■ **Records to process**:
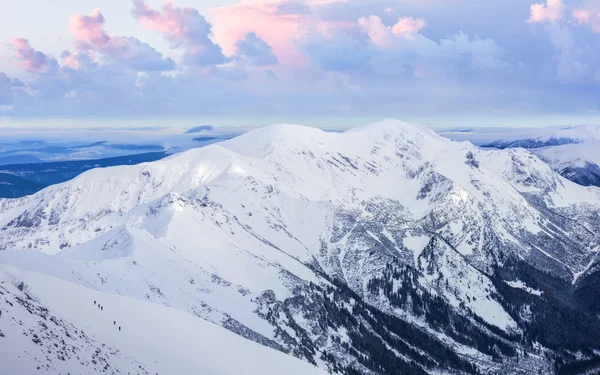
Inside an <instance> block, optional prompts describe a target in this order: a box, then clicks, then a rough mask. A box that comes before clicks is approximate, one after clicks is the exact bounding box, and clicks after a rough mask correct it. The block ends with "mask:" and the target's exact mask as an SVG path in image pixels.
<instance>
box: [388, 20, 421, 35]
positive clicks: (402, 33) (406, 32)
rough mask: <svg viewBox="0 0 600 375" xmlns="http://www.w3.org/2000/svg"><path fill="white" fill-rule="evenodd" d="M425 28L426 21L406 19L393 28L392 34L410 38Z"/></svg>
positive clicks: (394, 26) (397, 24)
mask: <svg viewBox="0 0 600 375" xmlns="http://www.w3.org/2000/svg"><path fill="white" fill-rule="evenodd" d="M424 27H425V20H424V19H422V18H416V19H415V18H413V17H404V18H401V19H400V20H399V21H398V23H396V24H395V25H394V26H392V32H393V33H394V35H398V36H400V35H403V36H407V37H410V36H411V35H413V34H417V33H418V32H419V31H421V29H422V28H424Z"/></svg>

■ **Work instructions**: From the records, copy out each line that includes the string "rough".

■ **Task answer**:
Inside an <instance> block, optional prompts describe a target in this order: a box, then clicks, then a rough mask. A box that comes before clicks is approximate, one after clicks is the exact bounding box, and clicks after a rough mask correct it. The block ends with "mask:" and the target's exact mask as an SVG path in image pixels.
rough mask: <svg viewBox="0 0 600 375" xmlns="http://www.w3.org/2000/svg"><path fill="white" fill-rule="evenodd" d="M425 28L426 21L406 19L393 28L392 34L410 38Z"/></svg>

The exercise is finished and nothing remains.